Extrait fourni >>
________________________
Le 13 mai, quelque part en Europe, un
homme est assassiné par la police dans un quartier pauvre. Ce n’est
pas un jeune, et cela ne se passe pas dans une zone connue pour sa
conflictualité. Un homme de plus est tombé sous les balles de
l’Etat. Cette fois cela se passe à Husby, dans la banlieue nord de
Stockholm, ce paradis de la gestion social-démocrate de la
domination. On n’est ni à Paris ni à Londres, pas à Bruxelles ni
à Berlin. Mais qu’est-ce que cela change ? Les riches et
leurs chiens de garde sont partout, et partout aussi existent des
individus prêts à s’armer de courage pour exprimer leur révolte
avec détermination. Même en Suède.
Moins d’une semaine plus tard, la
nuit du 19 mai, des voitures commencent à brûler dans ce même
quartier de Stockholm. La police et les pompiers sont accueillis avec
des pierres. Le lendemain, la rage se transforme en émeute, les
vitres de boutiques, d’équipements publics et d’écoles
commencent à se fendre sous le coup de projectiles. Malgré les
appels au calme et « à la responsabilité citoyenne »,
malgré les promesses des politiciens, les années d’humiliation et
le sang du vieil homme abattu par la police ne s’achètent pas si
facilement. Pour la troisième nuit de suite, ce sont encore près de
30 véhicules qui partent en fumée, mais pas seulement. Deux écoles
et un centre culturel les rejoignent dans un incendie qui devient
contagieux. A Jakobsberg, une autre banlieue située au nord-ouest de
Stockholm, les actes commencent à dialoguer directement entre eux :
un commissariat est attaqué. Les mots ne sont pas nécessaires, et
les destructions ciblées parlent d’elles-mêmes.
La quatrième nuit, près de 90 feux
sont allumés à différents endroits de la ville. Les pompiers
courent partout, protégés par la police, et harcelés par de petits
groupes. A Husby, 300 collabos effectuent des rondes pour contenir
les affrontements. Mais c’est quoi, quelques milliers de flics et
de citoyens qui essayent d’étouffer une émeute, face à la
détermination de dizaines d’émeutiers ? Faute d’oxygène dans
le quartier où tout a commencé, la joie se diffuse un peu plus
loin : trois commissariats de plus sont attaqués, un à Kista
au nord de Stockholm, deux autres au sud de la ville. La police perd
son premier véhicule de patrouille, cramé, et rencontre des lasers
aveuglants en plus des pierres et des molotovs. A 700 kilomètres de
là, dans la troisième plus grande ville de Suède (Malmö),
d’autres incendiaires rejoignent à leur tour le grand bal de la
révolte.
________________________
Lignes de données >>
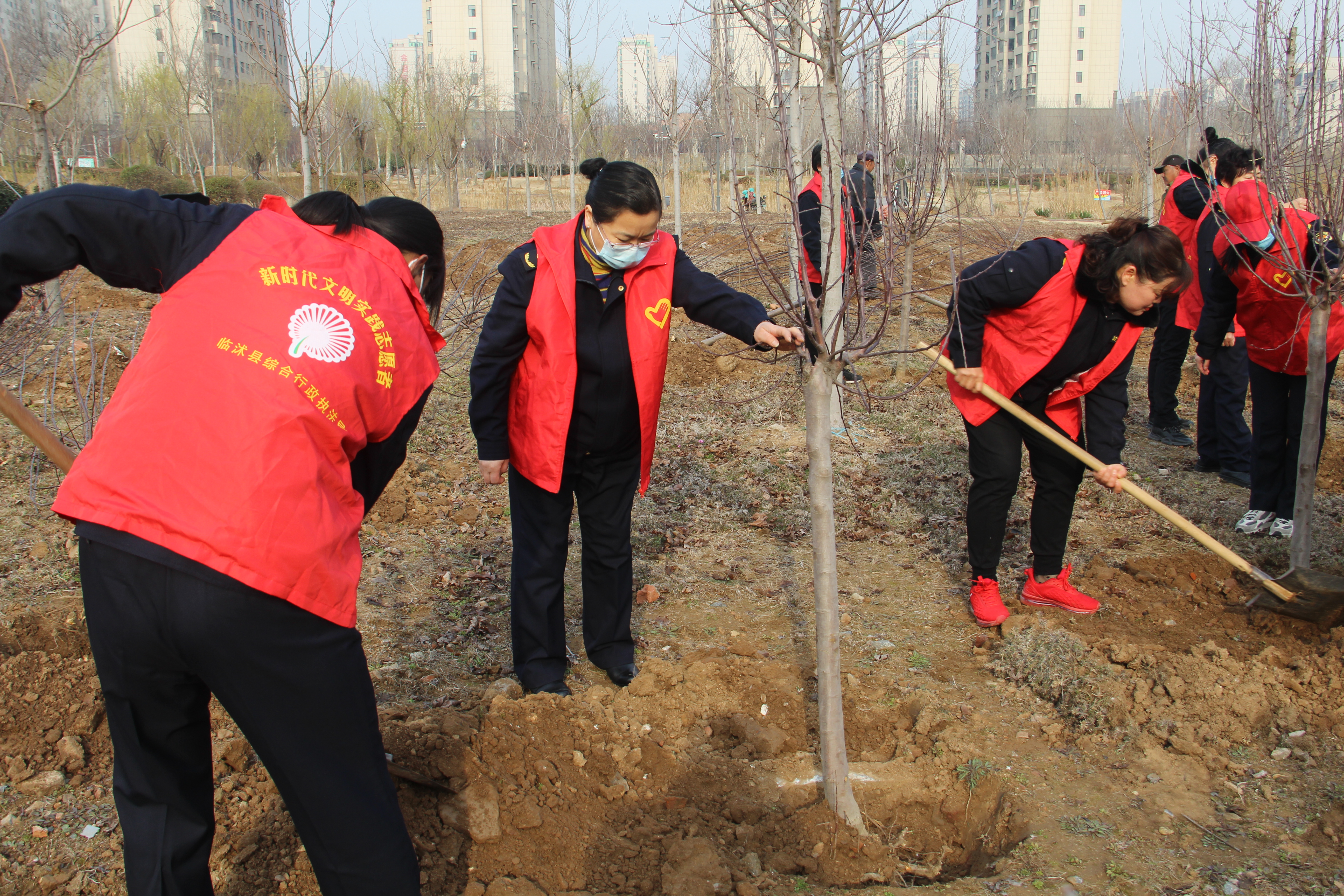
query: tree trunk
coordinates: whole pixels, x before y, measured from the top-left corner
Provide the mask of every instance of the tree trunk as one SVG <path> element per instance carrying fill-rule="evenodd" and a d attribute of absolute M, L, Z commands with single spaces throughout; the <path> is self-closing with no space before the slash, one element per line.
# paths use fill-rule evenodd
<path fill-rule="evenodd" d="M 523 150 L 523 192 L 527 193 L 527 211 L 528 218 L 532 216 L 532 169 L 528 167 L 527 150 Z"/>
<path fill-rule="evenodd" d="M 809 152 L 809 149 L 802 145 L 802 109 L 800 102 L 802 98 L 801 97 L 802 87 L 798 83 L 800 81 L 798 67 L 800 64 L 797 59 L 794 59 L 789 66 L 792 82 L 788 86 L 786 102 L 789 103 L 789 106 L 788 111 L 785 113 L 788 116 L 788 122 L 789 122 L 789 152 L 784 157 L 784 173 L 789 179 L 788 201 L 790 206 L 793 206 L 794 220 L 797 220 L 798 211 L 796 204 L 797 196 L 794 195 L 793 191 L 798 184 L 800 175 L 806 173 L 809 171 L 808 165 L 810 163 L 808 160 L 812 159 L 812 153 Z M 793 167 L 794 159 L 802 160 L 801 172 Z M 821 215 L 821 212 L 817 211 L 817 215 Z M 804 282 L 806 278 L 802 277 L 802 257 L 801 257 L 802 247 L 798 246 L 798 227 L 796 224 L 789 227 L 788 234 L 789 234 L 788 239 L 789 301 L 793 304 L 794 308 L 797 308 L 802 302 L 808 301 L 808 296 L 810 296 L 810 292 L 808 290 L 810 290 L 810 287 Z"/>
<path fill-rule="evenodd" d="M 817 727 L 827 803 L 860 836 L 863 815 L 849 786 L 840 688 L 840 595 L 836 582 L 835 482 L 831 467 L 831 407 L 840 363 L 817 359 L 806 384 L 808 496 L 812 506 L 812 584 L 817 614 Z"/>
<path fill-rule="evenodd" d="M 47 281 L 47 313 L 51 314 L 55 326 L 66 325 L 66 302 L 60 293 L 60 277 Z"/>
<path fill-rule="evenodd" d="M 910 300 L 914 298 L 911 294 L 915 287 L 915 244 L 906 235 L 906 263 L 900 270 L 900 369 L 905 369 L 906 360 L 910 357 L 903 352 L 910 348 Z"/>
<path fill-rule="evenodd" d="M 829 5 L 835 0 L 828 0 Z M 839 32 L 839 27 L 836 28 Z M 821 86 L 821 132 L 825 134 L 825 152 L 821 156 L 821 195 L 825 200 L 818 216 L 821 218 L 821 255 L 823 261 L 833 262 L 841 257 L 844 251 L 843 240 L 844 234 L 844 220 L 847 218 L 844 192 L 841 188 L 843 177 L 835 176 L 835 168 L 839 164 L 840 169 L 844 165 L 840 160 L 844 159 L 844 148 L 840 144 L 840 73 L 837 71 L 839 62 L 828 60 L 823 74 Z M 829 206 L 829 210 L 827 208 Z M 829 214 L 827 214 L 829 211 Z M 857 267 L 857 258 L 848 258 L 848 263 Z M 817 333 L 817 341 L 825 347 L 825 355 L 829 356 L 832 352 L 839 351 L 844 345 L 844 287 L 845 287 L 845 274 L 836 275 L 835 266 L 829 266 L 831 277 L 827 279 L 825 285 L 825 298 L 821 305 L 821 328 Z M 831 412 L 829 419 L 832 426 L 841 424 L 840 415 L 840 392 L 832 390 L 831 392 Z M 839 674 L 839 673 L 837 673 Z M 832 803 L 832 807 L 833 803 Z"/>
<path fill-rule="evenodd" d="M 309 164 L 308 129 L 298 129 L 298 167 L 304 175 L 304 196 L 313 195 L 313 168 Z"/>
<path fill-rule="evenodd" d="M 368 201 L 364 197 L 364 133 L 359 134 L 359 204 Z"/>
<path fill-rule="evenodd" d="M 1297 496 L 1293 501 L 1293 541 L 1288 560 L 1293 570 L 1312 568 L 1312 510 L 1316 505 L 1316 457 L 1321 446 L 1321 404 L 1325 400 L 1325 334 L 1331 305 L 1316 297 L 1306 340 L 1306 396 L 1302 402 L 1302 439 L 1297 449 Z"/>
<path fill-rule="evenodd" d="M 831 215 L 821 210 L 823 251 L 833 258 L 839 254 L 829 232 L 831 219 L 841 219 L 844 200 L 840 180 L 832 168 L 844 159 L 840 144 L 840 0 L 821 4 L 823 87 L 821 132 L 827 153 L 821 167 L 821 188 L 829 201 Z M 730 144 L 731 146 L 731 144 Z M 831 163 L 831 164 L 827 164 Z M 843 227 L 840 239 L 843 236 Z M 840 423 L 840 391 L 835 382 L 840 375 L 839 352 L 844 347 L 841 332 L 844 314 L 844 281 L 840 277 L 827 283 L 825 304 L 821 309 L 821 353 L 812 365 L 806 386 L 808 414 L 808 493 L 812 504 L 812 557 L 813 587 L 817 611 L 817 720 L 821 731 L 821 782 L 827 803 L 832 811 L 859 834 L 867 834 L 863 815 L 849 786 L 849 759 L 844 742 L 844 701 L 840 692 L 840 599 L 836 591 L 836 531 L 835 493 L 831 470 L 831 435 Z"/>
<path fill-rule="evenodd" d="M 672 138 L 672 232 L 681 235 L 681 142 Z"/>
<path fill-rule="evenodd" d="M 570 218 L 574 218 L 579 212 L 578 212 L 578 206 L 575 206 L 575 199 L 574 199 L 574 169 L 578 165 L 574 161 L 574 91 L 573 90 L 570 90 L 570 114 L 567 114 L 564 117 L 564 121 L 566 121 L 566 130 L 569 132 L 569 140 L 570 140 Z M 679 215 L 677 220 L 680 220 L 681 203 L 677 203 L 676 214 Z M 677 226 L 677 232 L 679 234 L 681 232 L 680 224 Z"/>

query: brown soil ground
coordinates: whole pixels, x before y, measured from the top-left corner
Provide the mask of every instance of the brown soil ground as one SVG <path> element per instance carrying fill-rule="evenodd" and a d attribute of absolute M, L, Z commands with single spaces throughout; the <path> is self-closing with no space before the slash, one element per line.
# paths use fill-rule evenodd
<path fill-rule="evenodd" d="M 493 265 L 536 223 L 551 222 L 445 222 L 460 306 L 488 302 Z M 782 220 L 751 223 L 777 259 Z M 1066 226 L 948 227 L 921 244 L 917 285 L 945 298 L 949 250 L 965 263 Z M 683 246 L 765 296 L 726 220 L 689 220 Z M 17 388 L 22 375 L 24 399 L 81 443 L 89 384 L 112 391 L 156 297 L 71 281 L 75 332 L 43 329 L 0 359 L 0 379 Z M 36 326 L 13 325 L 24 320 Z M 939 330 L 941 312 L 917 302 L 915 334 Z M 423 892 L 1344 892 L 1344 627 L 1247 610 L 1247 579 L 1085 485 L 1070 559 L 1102 611 L 1012 602 L 1003 631 L 977 629 L 960 418 L 939 377 L 915 387 L 923 368 L 892 356 L 860 363 L 864 394 L 845 406 L 855 438 L 833 442 L 845 725 L 867 832 L 837 826 L 818 785 L 798 365 L 732 340 L 707 351 L 710 330 L 680 314 L 673 334 L 653 485 L 634 509 L 636 584 L 659 598 L 636 607 L 630 688 L 582 660 L 570 699 L 523 697 L 508 680 L 508 494 L 474 476 L 469 326 L 364 527 L 359 625 L 387 751 L 457 791 L 399 782 Z M 1148 343 L 1132 373 L 1130 470 L 1282 571 L 1286 545 L 1230 533 L 1245 490 L 1189 472 L 1192 449 L 1145 438 Z M 1340 412 L 1332 400 L 1316 566 L 1344 574 Z M 58 481 L 0 423 L 0 895 L 124 892 L 77 556 L 47 509 Z M 1005 592 L 1021 582 L 1030 493 L 1024 472 Z M 575 527 L 569 619 L 582 657 L 579 541 Z M 218 708 L 215 737 L 216 892 L 316 893 L 280 795 Z"/>

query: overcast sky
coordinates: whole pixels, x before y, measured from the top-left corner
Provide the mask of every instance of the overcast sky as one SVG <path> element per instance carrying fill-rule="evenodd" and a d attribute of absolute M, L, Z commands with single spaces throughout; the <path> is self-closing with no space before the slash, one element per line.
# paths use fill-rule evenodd
<path fill-rule="evenodd" d="M 501 0 L 484 0 L 484 3 L 497 3 Z M 599 3 L 603 0 L 598 0 Z M 918 8 L 923 0 L 914 0 Z M 405 38 L 407 34 L 419 32 L 418 0 L 349 0 L 345 13 L 344 43 L 347 47 L 359 47 L 362 56 L 370 58 L 370 44 L 386 46 L 394 38 Z M 683 0 L 641 0 L 641 3 L 617 3 L 606 0 L 607 8 L 614 9 L 603 16 L 601 27 L 601 40 L 595 46 L 587 47 L 598 66 L 606 73 L 609 82 L 614 86 L 614 59 L 616 42 L 626 34 L 652 34 L 667 42 L 664 52 L 672 52 L 676 30 L 663 24 L 676 21 L 679 17 L 691 19 L 694 11 Z M 698 7 L 707 7 L 696 3 Z M 1121 35 L 1121 66 L 1120 90 L 1126 95 L 1146 86 L 1161 86 L 1164 81 L 1160 48 L 1171 46 L 1167 42 L 1167 28 L 1179 28 L 1177 16 L 1184 4 L 1159 3 L 1157 0 L 1124 0 L 1122 5 L 1122 35 Z M 634 7 L 648 19 L 633 19 L 629 11 Z M 962 0 L 954 8 L 954 15 L 961 21 L 974 19 L 976 7 L 973 0 Z M 962 81 L 969 85 L 972 79 L 970 69 L 970 30 L 958 28 L 960 35 L 953 35 L 949 40 L 949 60 L 961 62 Z M 1153 48 L 1152 55 L 1148 54 Z M 683 50 L 681 64 L 688 64 L 691 54 Z"/>

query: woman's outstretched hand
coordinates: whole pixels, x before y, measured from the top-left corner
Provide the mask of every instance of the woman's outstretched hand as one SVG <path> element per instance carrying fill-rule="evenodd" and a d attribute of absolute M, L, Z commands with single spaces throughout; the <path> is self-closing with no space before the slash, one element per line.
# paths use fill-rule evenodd
<path fill-rule="evenodd" d="M 477 461 L 481 467 L 481 478 L 485 480 L 487 485 L 499 485 L 504 481 L 504 474 L 508 473 L 508 461 Z"/>
<path fill-rule="evenodd" d="M 958 367 L 952 379 L 957 380 L 957 386 L 966 390 L 968 392 L 974 392 L 980 395 L 985 388 L 985 368 L 982 367 Z"/>
<path fill-rule="evenodd" d="M 1093 478 L 1116 494 L 1124 492 L 1124 489 L 1120 488 L 1120 481 L 1126 476 L 1129 476 L 1129 470 L 1125 469 L 1124 463 L 1111 463 L 1101 467 L 1099 470 L 1093 470 Z"/>
<path fill-rule="evenodd" d="M 770 321 L 761 321 L 757 324 L 754 336 L 755 341 L 761 345 L 769 345 L 785 352 L 802 347 L 802 328 L 800 326 L 780 326 Z"/>

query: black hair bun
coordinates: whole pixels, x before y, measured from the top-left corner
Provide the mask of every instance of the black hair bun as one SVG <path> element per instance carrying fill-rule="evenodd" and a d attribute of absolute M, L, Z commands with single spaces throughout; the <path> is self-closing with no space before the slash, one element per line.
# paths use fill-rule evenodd
<path fill-rule="evenodd" d="M 606 159 L 602 159 L 601 156 L 595 159 L 585 159 L 583 161 L 579 163 L 579 173 L 587 177 L 589 180 L 597 177 L 598 172 L 601 172 L 603 168 L 606 168 Z"/>

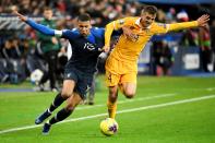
________________________
Consigne >>
Reprenez le récit des émeutes de Stockholm et prolongez-le après sa dernière phrase.

Réponse >>
Le jeudi 23 mai, l’émeute dure
toujours. La police de Stockholm commence à s’épuiser, et attend
avec impatience les renforts annoncés. Dans toujours plus de
quartiers de la capitale, les feux touchent non seulement des
voitures (et hop, 70 de plus !), mais visent aussi les intérêts
de l’Etat et des patrons : à Rinkeby, à Södertälje, à
Norsborg, à Tensta (une école), à Kista (une école), à Älvsjö
(un commissariat), à Jordbro (un centre commercial). En dehors de
Stockholm, les flics sont attaqués dans les villes de Borås,
Karlskrona et Malmö. Les assurances commencent à sonner l’alarme,
et chiffrent les dégâts de moins d’une semaine d’émeute à
« plusieurs centaines de milliers d’euros ».
On arrête là, ou on continue de
compter les nuits ? Alors ok, une dernière pour la route, la
sixième. Stockholm est saturée de flics, et beaucoup crient
provisoirement victoire. Sauf que tout n’est pas si simple, et
d’autres grandes villes de Suède se réveillent avec un goût de
cendres dans la bouche : à Orebro par exemple, une école a
brûlé et un commissariat fait l’objet d’une tentative
identique, tandis qu’à Kista, une autre école est partie en
fumée.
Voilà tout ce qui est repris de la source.